§ **Written instruction 1**: Please report how many lines in the listing contain the string "embankment" (case counts), giving only the number.

§ **Document extract**:
Categories
Programming

Optimization

This is an idea which has been growing on me for a few years. I’ve finally manage to nail some of the concepts down a bit. I’m dreaming of a world where programs are elegant, concise and obviously correct. In particular, I’m asking:

“Why do programs have to get more complicated when you try to speed them up?”

If you want to speed up your program, you usually end up rewriting parts of it to make them go faster. Typically, you use better algorithms and data structures, add caching, or maybe rewrite an inner loop in assembler. The resulting code is probably more complicated, harder to understand, harder to modify and more likely to contain bugs. You’ve made a performance gain, but you’ve suffered a heavy loss in code quality.

It’s depressing to start with a clean elegant piece of code and then desecrate it in the name of performance. Aesthetics aside, optimization also makes code brittle. It’s harder to fix bugs in “optimized” code because it’s less clear what’s going on.

In my ideal world, I would be able to write an elegant, clear version of the code, and then seperately specify a transformation which can be applied to my elegant version to produce a faster version. This would allow me to express my intentions much better. I can say “look, this is what I’m really doing” and, seperately, I can say “here is how I make it run fast enough”.

If I were writing code to draw a straightline on a bitmap, my clean version would calculate the position of each pixel independently using “y = mx + c”. My “program transform” would describe the neat trick which Breshnam used in his famous algorithm, transforming line drawing into an incremental algorithm.

Web designers do this kind of thing all the time. It’s very uncool these days to write HTML pages which contain layout and formatting. The cool kids all now write their content in XML, and then produce a seperate “presentation transform” which is applied to make the version you actually look at. This allows the content and presentation to be controlled independently, rather than mixing the two together into a tangled mess.

It is not so easy to do this with code!

Do we not already have seperate optimizing transforms? Your compiler certainly knows about many potential speed-improving transformations, and it can apply them appropriatly to your code. Thus, your compiler will do its best to generate fast code, but it doesn’t give any guarantees.

Consequently, you may be tempted to apply these same kind of transformations manually to your source code to ensure that they really are getting done. For example, you may manually inline a function in your source code, because the “inline” keyword is technically only a suggestion to the compiler. After all, if inlining is critical to the performance of your application, you want to be absolutely sure it’s happening. You don’t want someone to upgrade the compiler on the build machine and suddenly find that your application crawls at a snails pace because the new compiler has decided not to inline your key function.

Manually inlining isn’t nice. It’s a bit like writing old-school HTML, resplendent with “font” tags and “color” attributes. The resulting code is a tangled mixture which is harder to understand.

Now, if you *knew* for sure that inline is going to be applied, you can make the source code clearer by splitting big lumps of code out into functions. You’re gaining code clarity by using functions, but you aren’t suffering any speed-loss because you *know* the functions are flattened out before code generation.

I sometimes think about this back-to-front. Imagine that you *know* that the compiler will honour an “inline” annotation before generating code (eg. some variation on __force_inline). In that case, it is safe for you to apply the opposite transformation (eg. splitting out into functions) to your source code. This means you don’t suffer a performance cost, but you gain a code-clarity points. If “inline” is an performance-boosting transformation, then the inverse of “inline” is a clarity-boosting transformation. What’s the inverse of “inline”? It’s the popular “extract method” refactoring, with all the well-known benefits it brings.

§ **Written instruction 2**: According to the optimization post, what is the inverse of "inline"?

[A run of records]
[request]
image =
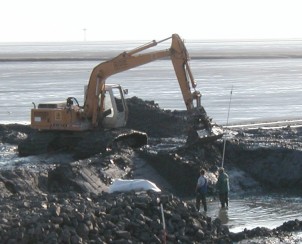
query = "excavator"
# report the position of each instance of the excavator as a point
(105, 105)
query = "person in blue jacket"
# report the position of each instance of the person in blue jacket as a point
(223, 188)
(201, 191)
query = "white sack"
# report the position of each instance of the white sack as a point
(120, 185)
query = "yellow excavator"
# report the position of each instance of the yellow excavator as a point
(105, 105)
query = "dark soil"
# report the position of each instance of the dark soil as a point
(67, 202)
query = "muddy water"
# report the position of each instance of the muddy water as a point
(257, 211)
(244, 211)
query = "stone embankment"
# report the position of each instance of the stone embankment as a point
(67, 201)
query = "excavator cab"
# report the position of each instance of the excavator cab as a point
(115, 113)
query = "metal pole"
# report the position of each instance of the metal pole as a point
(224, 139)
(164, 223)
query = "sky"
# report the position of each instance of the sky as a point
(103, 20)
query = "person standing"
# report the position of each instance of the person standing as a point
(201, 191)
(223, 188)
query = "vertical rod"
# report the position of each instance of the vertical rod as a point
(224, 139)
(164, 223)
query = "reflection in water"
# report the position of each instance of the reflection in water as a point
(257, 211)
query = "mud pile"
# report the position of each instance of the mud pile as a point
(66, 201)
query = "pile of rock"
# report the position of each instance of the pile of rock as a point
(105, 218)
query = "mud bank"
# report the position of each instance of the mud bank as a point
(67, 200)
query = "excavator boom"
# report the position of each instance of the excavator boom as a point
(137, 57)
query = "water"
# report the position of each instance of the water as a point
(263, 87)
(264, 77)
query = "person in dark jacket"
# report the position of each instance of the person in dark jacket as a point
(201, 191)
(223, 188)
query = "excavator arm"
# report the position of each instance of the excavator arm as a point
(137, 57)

==

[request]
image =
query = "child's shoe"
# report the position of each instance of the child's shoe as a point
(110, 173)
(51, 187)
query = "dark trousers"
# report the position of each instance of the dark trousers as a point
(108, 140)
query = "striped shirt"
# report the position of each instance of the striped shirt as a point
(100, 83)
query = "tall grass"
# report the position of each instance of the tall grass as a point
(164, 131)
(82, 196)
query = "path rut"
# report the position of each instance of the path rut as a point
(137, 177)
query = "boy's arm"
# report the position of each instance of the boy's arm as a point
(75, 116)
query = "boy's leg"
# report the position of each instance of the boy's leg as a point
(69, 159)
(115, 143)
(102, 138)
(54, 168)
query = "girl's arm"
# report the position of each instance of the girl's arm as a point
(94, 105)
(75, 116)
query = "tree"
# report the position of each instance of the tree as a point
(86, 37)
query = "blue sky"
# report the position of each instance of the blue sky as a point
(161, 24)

§ **Exercise answer 1**: 2

§ **Exercise answer 2**: The "extract method" refactoring.